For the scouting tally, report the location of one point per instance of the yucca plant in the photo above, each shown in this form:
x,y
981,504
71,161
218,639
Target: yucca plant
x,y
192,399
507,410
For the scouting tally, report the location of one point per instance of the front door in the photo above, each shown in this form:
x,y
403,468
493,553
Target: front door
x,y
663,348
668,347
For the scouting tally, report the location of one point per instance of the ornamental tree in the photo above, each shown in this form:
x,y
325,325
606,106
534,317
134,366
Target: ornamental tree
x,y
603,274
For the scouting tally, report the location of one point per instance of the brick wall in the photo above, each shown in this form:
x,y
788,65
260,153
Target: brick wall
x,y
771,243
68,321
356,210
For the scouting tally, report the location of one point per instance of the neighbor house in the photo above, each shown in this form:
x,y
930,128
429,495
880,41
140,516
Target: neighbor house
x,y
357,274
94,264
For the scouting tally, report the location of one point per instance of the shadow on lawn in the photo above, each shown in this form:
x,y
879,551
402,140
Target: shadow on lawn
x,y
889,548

────────────────

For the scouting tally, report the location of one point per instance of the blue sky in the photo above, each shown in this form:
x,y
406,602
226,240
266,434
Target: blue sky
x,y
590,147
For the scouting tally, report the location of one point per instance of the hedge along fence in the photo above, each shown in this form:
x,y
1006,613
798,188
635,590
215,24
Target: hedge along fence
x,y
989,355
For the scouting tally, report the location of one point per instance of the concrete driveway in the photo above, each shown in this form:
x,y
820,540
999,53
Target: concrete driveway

────────────────

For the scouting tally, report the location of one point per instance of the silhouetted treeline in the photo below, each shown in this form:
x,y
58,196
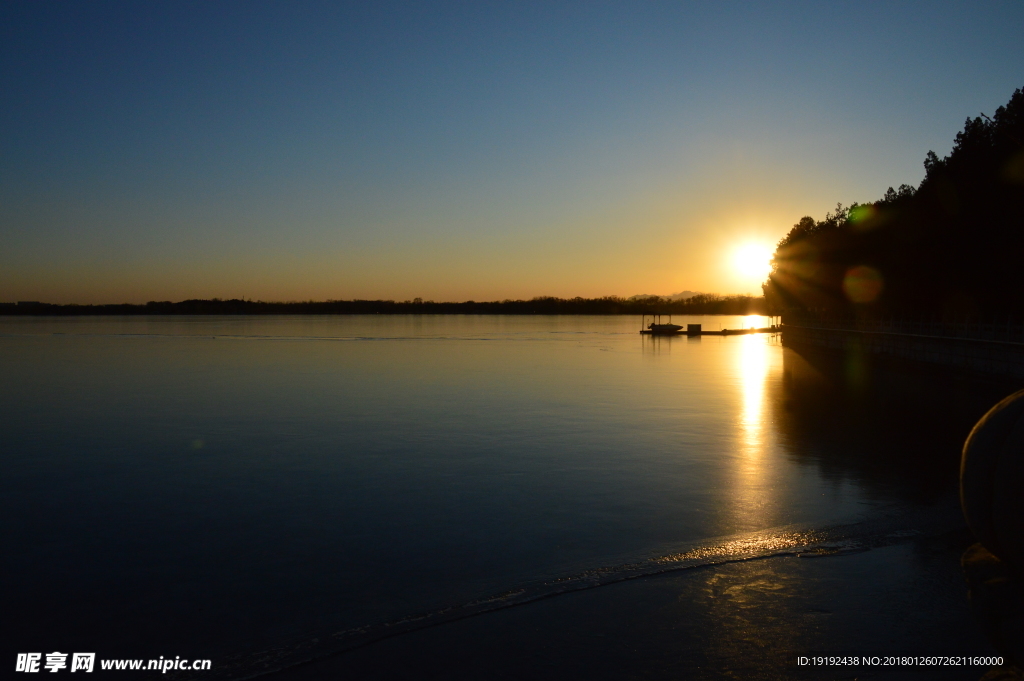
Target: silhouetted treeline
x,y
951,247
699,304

────────────────

Each line in the listing above that includes the word "form" needs to be copied out.

For the scouting tally, report the location of one point per instance of the yucca plant in the photo above, each shown in this form:
For the scouting tally, report the location of one point per instance of the front door in the photo above, each shown in this form:
For the scouting tally, report the location of one point per instance of the ornamental tree in the photo above, each shown in this form:
For the scouting tally, report the location of one point per instance of the brick wall in the photo above, each shown in this form:
For the scouting tally, report the location of one point per instance of the neighbor house in the photo above, each shown in this form:
For the scouting tally, report the location of one point per instance of the shadow on lawn in the photo above, each shown in this form:
For the scouting tally, report the location of one point per instance of the blue sky in the photo above, each shown in this form:
For the scouting tally, report the location of one point per instance of the hedge along fence in the photo above, each shown in this form:
For the scouting tally, report the location of one point per instance of the concrete driveway in the photo above, each shown in this form:
For the scouting tally, report the location of one point per instance of the silhouetted treeline in the photo below, each shown in this form:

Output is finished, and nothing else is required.